____ Stored records

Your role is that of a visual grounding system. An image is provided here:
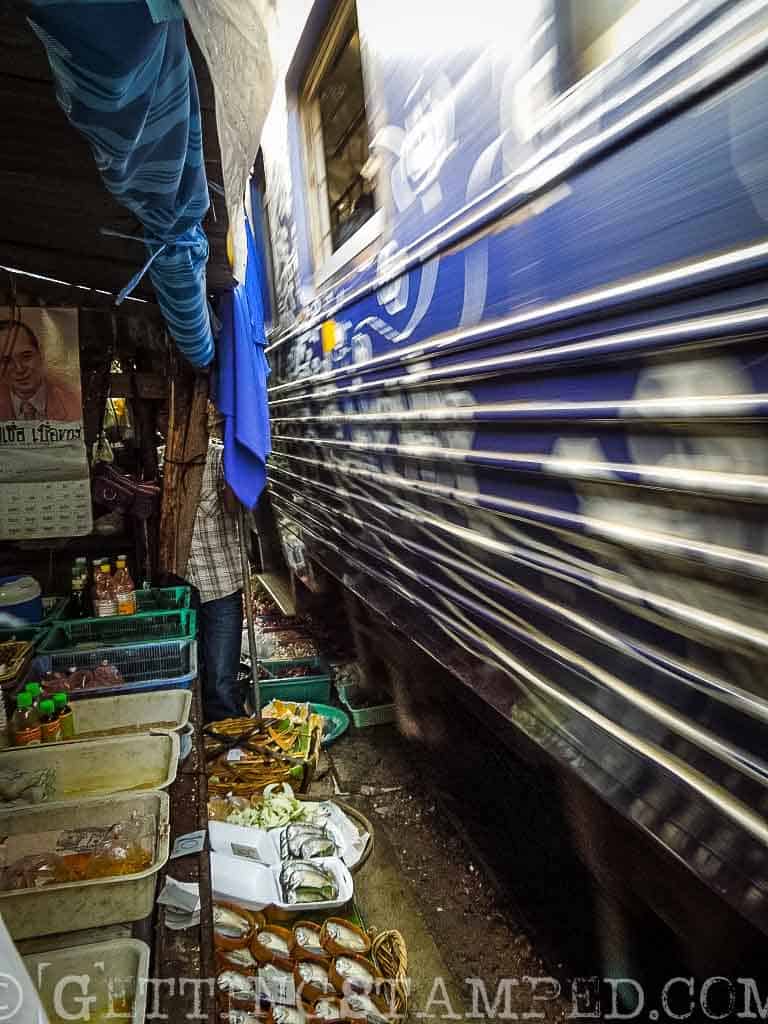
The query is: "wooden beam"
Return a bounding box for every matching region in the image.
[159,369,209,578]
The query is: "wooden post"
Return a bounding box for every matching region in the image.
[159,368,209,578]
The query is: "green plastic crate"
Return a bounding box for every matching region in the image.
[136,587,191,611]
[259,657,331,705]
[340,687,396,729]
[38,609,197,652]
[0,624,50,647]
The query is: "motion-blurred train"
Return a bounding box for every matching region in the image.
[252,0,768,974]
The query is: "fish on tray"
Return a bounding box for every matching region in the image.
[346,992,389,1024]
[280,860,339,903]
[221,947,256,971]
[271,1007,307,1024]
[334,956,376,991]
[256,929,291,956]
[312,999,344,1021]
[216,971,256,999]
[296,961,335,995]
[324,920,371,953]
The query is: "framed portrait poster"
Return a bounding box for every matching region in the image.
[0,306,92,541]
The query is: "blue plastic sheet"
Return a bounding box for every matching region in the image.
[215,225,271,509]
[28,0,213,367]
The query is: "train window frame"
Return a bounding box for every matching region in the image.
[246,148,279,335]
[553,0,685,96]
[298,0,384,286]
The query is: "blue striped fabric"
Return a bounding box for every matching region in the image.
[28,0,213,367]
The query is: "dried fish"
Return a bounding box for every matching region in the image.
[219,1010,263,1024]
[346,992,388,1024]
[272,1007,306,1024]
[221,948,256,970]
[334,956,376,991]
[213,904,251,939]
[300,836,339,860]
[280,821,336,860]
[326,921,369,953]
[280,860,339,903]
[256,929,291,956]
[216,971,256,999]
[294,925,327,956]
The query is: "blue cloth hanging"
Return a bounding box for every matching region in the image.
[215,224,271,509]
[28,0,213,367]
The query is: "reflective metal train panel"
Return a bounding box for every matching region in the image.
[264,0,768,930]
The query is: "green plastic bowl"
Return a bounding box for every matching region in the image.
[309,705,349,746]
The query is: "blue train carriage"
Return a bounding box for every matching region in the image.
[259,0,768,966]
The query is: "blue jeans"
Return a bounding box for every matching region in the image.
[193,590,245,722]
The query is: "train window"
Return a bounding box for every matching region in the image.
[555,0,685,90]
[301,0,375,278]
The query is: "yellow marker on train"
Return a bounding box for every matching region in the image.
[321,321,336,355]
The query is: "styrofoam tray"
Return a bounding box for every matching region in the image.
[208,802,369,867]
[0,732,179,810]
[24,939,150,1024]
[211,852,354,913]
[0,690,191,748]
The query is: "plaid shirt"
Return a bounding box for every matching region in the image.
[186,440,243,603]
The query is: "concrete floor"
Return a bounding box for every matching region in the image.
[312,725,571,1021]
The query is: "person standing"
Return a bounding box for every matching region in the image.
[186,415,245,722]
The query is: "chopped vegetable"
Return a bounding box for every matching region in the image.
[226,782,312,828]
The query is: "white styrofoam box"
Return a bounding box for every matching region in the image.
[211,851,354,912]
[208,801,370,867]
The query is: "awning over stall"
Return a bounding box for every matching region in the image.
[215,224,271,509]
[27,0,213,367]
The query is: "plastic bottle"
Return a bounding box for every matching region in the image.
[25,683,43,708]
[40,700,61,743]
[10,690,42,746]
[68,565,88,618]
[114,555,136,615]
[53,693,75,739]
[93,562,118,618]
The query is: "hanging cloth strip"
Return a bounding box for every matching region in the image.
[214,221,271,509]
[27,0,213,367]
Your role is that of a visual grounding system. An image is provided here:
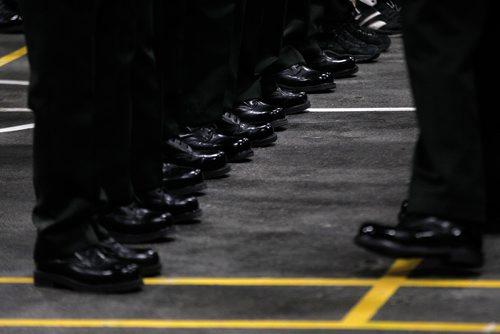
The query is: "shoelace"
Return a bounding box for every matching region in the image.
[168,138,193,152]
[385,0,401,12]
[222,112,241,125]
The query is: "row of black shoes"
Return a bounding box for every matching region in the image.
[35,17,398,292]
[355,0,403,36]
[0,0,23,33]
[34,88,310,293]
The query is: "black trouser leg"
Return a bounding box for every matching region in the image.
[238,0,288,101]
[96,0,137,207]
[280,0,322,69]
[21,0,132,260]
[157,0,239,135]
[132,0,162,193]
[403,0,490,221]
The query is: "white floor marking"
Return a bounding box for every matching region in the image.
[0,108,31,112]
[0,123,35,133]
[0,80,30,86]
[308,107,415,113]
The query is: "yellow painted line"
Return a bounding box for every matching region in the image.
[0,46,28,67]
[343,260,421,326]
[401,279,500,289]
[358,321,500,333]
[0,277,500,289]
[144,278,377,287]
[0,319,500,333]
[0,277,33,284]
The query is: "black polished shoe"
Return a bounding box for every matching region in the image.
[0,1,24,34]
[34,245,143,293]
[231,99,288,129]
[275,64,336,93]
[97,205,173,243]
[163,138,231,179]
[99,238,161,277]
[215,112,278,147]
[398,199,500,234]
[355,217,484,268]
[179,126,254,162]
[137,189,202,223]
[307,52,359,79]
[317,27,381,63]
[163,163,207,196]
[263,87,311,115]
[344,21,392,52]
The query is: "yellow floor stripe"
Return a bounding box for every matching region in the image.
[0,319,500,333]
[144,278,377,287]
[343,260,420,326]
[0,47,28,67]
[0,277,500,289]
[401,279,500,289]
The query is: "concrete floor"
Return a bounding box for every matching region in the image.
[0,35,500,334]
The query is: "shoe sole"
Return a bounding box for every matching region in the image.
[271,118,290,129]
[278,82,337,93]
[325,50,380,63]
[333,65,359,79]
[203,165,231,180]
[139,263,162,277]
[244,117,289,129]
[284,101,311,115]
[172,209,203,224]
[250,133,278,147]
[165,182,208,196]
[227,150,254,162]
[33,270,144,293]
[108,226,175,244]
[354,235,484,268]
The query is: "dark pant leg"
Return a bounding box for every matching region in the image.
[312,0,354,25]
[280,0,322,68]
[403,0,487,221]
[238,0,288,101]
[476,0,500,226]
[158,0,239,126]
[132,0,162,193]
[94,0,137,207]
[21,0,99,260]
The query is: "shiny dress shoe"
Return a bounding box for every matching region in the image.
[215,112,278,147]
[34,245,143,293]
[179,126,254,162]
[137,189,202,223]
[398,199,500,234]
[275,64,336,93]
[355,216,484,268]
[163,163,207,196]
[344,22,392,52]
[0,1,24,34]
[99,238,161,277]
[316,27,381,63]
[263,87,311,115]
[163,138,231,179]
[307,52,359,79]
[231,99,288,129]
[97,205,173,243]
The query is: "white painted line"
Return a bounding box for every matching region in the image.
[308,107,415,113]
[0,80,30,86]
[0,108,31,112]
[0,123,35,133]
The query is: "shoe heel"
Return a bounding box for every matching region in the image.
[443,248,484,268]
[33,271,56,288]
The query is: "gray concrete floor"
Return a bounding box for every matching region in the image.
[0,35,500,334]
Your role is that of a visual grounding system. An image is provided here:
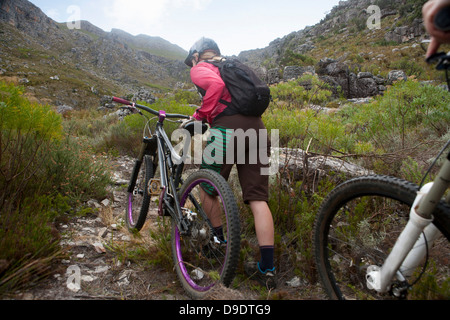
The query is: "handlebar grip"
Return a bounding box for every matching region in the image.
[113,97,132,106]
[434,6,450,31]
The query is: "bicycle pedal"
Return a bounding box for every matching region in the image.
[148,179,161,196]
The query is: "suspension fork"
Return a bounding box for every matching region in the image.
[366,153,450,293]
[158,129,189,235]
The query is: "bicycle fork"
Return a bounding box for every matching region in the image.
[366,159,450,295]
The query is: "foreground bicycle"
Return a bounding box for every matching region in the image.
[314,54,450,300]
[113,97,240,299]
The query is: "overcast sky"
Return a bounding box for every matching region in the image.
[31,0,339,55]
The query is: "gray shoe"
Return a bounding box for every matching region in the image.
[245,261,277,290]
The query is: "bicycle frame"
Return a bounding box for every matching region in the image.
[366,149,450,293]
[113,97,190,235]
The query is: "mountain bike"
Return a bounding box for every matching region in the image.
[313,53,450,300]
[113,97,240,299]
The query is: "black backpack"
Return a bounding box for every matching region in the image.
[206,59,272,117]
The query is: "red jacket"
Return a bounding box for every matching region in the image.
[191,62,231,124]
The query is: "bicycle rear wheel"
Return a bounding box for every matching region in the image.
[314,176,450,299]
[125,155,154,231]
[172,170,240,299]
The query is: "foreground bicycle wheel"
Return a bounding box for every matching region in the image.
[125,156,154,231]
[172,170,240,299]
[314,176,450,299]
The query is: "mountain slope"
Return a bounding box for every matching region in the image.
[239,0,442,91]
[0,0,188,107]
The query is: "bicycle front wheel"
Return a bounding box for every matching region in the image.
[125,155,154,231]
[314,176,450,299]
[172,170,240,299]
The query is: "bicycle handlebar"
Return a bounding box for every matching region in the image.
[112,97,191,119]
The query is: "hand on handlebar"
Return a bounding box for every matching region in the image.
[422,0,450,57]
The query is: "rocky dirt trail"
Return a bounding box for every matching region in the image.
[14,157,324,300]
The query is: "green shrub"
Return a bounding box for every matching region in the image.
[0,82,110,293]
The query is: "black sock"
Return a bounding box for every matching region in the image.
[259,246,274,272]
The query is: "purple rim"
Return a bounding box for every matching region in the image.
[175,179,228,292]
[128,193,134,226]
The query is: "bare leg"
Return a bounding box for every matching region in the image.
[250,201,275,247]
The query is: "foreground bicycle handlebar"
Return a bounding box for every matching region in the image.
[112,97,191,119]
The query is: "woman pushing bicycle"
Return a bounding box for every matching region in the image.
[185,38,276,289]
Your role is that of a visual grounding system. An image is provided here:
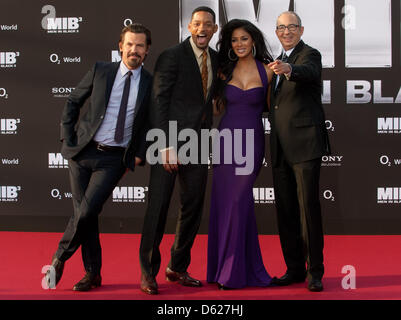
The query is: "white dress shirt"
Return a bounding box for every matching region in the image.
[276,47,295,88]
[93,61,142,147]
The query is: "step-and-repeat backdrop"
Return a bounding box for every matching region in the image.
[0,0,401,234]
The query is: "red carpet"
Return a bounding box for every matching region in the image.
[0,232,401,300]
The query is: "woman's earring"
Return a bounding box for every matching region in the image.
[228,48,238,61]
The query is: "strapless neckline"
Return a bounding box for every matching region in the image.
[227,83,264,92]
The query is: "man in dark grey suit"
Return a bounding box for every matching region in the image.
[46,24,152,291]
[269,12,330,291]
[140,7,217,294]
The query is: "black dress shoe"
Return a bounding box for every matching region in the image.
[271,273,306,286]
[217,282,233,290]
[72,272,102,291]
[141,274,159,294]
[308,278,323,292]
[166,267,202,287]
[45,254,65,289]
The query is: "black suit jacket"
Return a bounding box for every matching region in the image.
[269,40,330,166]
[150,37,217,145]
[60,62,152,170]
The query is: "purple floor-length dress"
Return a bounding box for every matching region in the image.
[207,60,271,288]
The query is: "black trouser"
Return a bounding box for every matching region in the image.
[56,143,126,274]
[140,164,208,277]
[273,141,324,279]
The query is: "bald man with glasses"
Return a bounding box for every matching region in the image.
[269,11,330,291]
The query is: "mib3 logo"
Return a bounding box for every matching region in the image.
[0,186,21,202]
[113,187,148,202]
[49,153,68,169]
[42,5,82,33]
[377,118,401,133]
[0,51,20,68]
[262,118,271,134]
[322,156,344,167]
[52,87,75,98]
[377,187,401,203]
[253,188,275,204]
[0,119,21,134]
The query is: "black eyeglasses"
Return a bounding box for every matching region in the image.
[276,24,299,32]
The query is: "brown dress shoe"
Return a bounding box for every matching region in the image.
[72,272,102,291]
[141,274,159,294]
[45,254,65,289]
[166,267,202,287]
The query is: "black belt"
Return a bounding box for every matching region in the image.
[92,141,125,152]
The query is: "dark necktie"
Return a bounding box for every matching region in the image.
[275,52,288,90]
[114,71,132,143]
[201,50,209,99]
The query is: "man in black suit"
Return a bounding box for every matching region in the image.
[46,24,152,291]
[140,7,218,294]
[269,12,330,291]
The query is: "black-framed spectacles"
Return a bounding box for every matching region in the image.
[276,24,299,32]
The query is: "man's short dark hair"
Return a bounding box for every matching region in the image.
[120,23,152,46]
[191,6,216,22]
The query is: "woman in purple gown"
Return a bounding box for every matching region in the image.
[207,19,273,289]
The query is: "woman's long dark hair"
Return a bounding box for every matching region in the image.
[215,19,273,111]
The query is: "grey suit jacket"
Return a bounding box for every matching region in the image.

________

■ Your instructions ■
Copy out everything from the line containing "in dark grey" down to the line containing "[140,7,217,294]", substituting "charcoal" for "dark grey" and keeping the rest unchanged.

■ Problem solution ■
The query is: "man in charcoal suit"
Return a bounding box for every matching region in the image.
[46,24,152,291]
[269,12,330,291]
[140,7,217,294]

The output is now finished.